Segment Start: SOURCE DATA

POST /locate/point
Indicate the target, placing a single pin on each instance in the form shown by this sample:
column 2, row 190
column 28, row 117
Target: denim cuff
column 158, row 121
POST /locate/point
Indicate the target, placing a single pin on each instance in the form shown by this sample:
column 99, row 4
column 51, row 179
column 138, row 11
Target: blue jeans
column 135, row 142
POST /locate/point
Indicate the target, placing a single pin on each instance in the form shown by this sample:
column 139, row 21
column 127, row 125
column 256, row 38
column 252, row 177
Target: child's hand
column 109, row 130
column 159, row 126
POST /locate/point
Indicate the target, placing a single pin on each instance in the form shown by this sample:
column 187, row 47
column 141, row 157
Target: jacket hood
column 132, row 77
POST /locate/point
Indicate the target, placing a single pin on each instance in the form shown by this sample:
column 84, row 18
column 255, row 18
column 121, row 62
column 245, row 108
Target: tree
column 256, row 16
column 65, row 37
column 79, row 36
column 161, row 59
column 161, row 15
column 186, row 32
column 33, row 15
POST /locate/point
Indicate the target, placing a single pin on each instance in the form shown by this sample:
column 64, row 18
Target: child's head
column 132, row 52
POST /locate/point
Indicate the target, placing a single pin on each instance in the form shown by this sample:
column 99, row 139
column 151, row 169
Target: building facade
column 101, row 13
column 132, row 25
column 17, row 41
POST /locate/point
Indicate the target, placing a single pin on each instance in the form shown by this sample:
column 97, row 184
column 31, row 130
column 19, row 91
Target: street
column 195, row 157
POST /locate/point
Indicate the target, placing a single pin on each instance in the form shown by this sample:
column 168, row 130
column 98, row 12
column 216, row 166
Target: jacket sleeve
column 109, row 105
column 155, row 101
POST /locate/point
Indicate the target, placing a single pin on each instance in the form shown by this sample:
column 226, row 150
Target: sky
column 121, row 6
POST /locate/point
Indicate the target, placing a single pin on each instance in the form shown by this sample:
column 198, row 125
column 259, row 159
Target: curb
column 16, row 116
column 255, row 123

Segment End: SOURCE DATA

WORK TASK —
Would you be able to transcribe every line of the data exactly?

EXERCISE OUTPUT —
POST /locate/point
Indicate the target, placing a single pin on each instance in the form shown by this sample:
column 2, row 190
column 28, row 117
Target: denim cuff
column 158, row 121
POST /locate/point
Indicate the target, placing a single pin on each instance in the form shown by this sample:
column 99, row 4
column 51, row 179
column 138, row 11
Target: blue jeans
column 135, row 142
POST /locate/point
Indicate the target, placing a single pin on each instance in the form shown by this sample:
column 139, row 21
column 127, row 125
column 256, row 38
column 252, row 177
Target: child's hand
column 109, row 130
column 159, row 126
POST /locate/point
Indicate the target, placing a single pin on each instance in the form shown by this sample:
column 187, row 47
column 141, row 157
Target: jacket hood
column 132, row 77
POST /locate/point
Indicate the target, placing a single pin on each instance in the form shown by this sample:
column 84, row 18
column 255, row 18
column 121, row 62
column 245, row 108
Target: tree
column 256, row 16
column 65, row 37
column 79, row 36
column 161, row 59
column 161, row 15
column 186, row 32
column 33, row 15
POST /locate/point
Indicate the target, placing a single pin on each instance in the form shown by this sample:
column 64, row 18
Target: child's head
column 132, row 52
POST /locate/point
Indicate the target, placing a single pin on each instance in the form shown by this sample:
column 99, row 139
column 151, row 169
Target: building facade
column 101, row 13
column 132, row 25
column 17, row 41
POST /locate/point
Indicate the target, placing a single pin on each instance in the form shown by this sample:
column 97, row 184
column 31, row 130
column 19, row 91
Target: street
column 195, row 157
POST /locate/point
Indicate the target, placing a single pin on each instance in the form shown by this sample:
column 168, row 130
column 98, row 12
column 216, row 166
Target: jacket sleeve
column 109, row 105
column 155, row 101
POST /locate/point
Indicate the target, placing a single pin on each instance in the form shown by this sample:
column 226, row 150
Target: sky
column 121, row 6
POST /locate/point
Indicate the target, placing a single pin on each instance in the form shown by this sample:
column 198, row 125
column 259, row 159
Target: curb
column 16, row 116
column 255, row 123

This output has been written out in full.